**PROVIDED TEXT**
Melanoma is commonly considered a form of skin cancer. While it is certainly true that most cases of melanoma occur on the skin, this is a disease that can also occur in parts of the body besides the skin, including the eye, and on the mucosal surfaces of the body. These mucosal surfaces line the sinuses, nasal passages, oral cavity, vagina, anus, and other areas.
Melanoma, no matter where on the body it occurs, starts from normal pigment cells called melanocytes. These melanocytes produce melanin, the vital pigment that protects the skin from damage caused by the sun’s ultraviolet rays. For example, while there are approximately 800 melanocytes per square millimeter in the skin of the abdomen, there are 1,500 melanocytes per square millimeter present within the mucous membranes of the nose and mouth. Like the melanocytes found in the skin, these mucosal melanocytes can become cancerous. These changes result in the development of a type of melanoma called mucosal melanoma.
While melanomas that appears on the skin and mucosal surfaces all start from melanocytes, cutaneous (skin) melanoma and mucosal melanoma differ significantly in their behavior and their basic biology. The risk of developing cutaneous melanoma is linked with a history of sun exposure, particularly during childhood; however, this is not true for mucosal melanoma. Indeed, at this time, no clear history of sun exposures, family history, or other risk factors have been established for this disease.
As with most cases of melanoma, complete removal of the mucosal melanoma through surgery provides the greatest likelihood of a cure. The possibility of completely resecting the disease is greatest when diagnosed early; however, unfortunately, such early diagnosis is difficult due to several reasons. Mucosal melanoma is relatively rare, often neither the patients or physicians suspect that it is mucosal melanoma, and the fact that these tumors cause fairly general symptoms. These symptoms differ depending on where the mucosal melanoma develops, but can include bleeding, rectal discomfort, the development of a rectal mass in cases of anorectal mucosal melanoma, vaginal bleeding, vaginal discharge, the development of pigmented spots in cases of vulvovaginal melanoma, or the development of recurrent nose bleeding in sinonasal mucosal melanoma.
Despite the significant advances that have been made in the understanding of mucosal melanoma, this remains a challenging disease to treat. While the new immunotherapy and targeted therapy treatments have greatly improved outcomes in patients with cutaneous melanoma and can help some patients with advanced mucosal melanoma, they generally do not work as well in mucosal melanoma. To develop more successful treatments, we must support combined efforts between the patients dealing with this disease, the doctors caring for them, and the laboratory and clinical researchers working to develop new treatments for mucosal melanoma. It is through this kind of cooperation that we can increase education and awareness of this rare disease and ultimately identify new, more effective, and potentially curative treatments.

**RECORDS SHOWN**
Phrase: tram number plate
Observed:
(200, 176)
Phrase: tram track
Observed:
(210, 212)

**WORK TASK**
Write out, word for word, the part of the mucosal melanoma text that opens with the words containing "Melanoma, no matter" and closes with "called mucosal melanoma.". The material that comes after the text has nothing to do with what you need to do.

**EXPECTED ANSWER**
Melanoma, no matter where on the body it occurs, starts from normal pigment cells called melanocytes. These melanocytes produce melanin, the vital pigment that protects the skin from damage caused by the sun’s ultraviolet rays. For example, while there are approximately 800 melanocytes per square millimeter in the skin of the abdomen, there are 1,500 melanocytes per square millimeter present within the mucous membranes of the nose and mouth. Like the melanocytes found in the skin, these mucosal melanocytes can become cancerous. These changes result in the development of a type of melanoma called mucosal melanoma.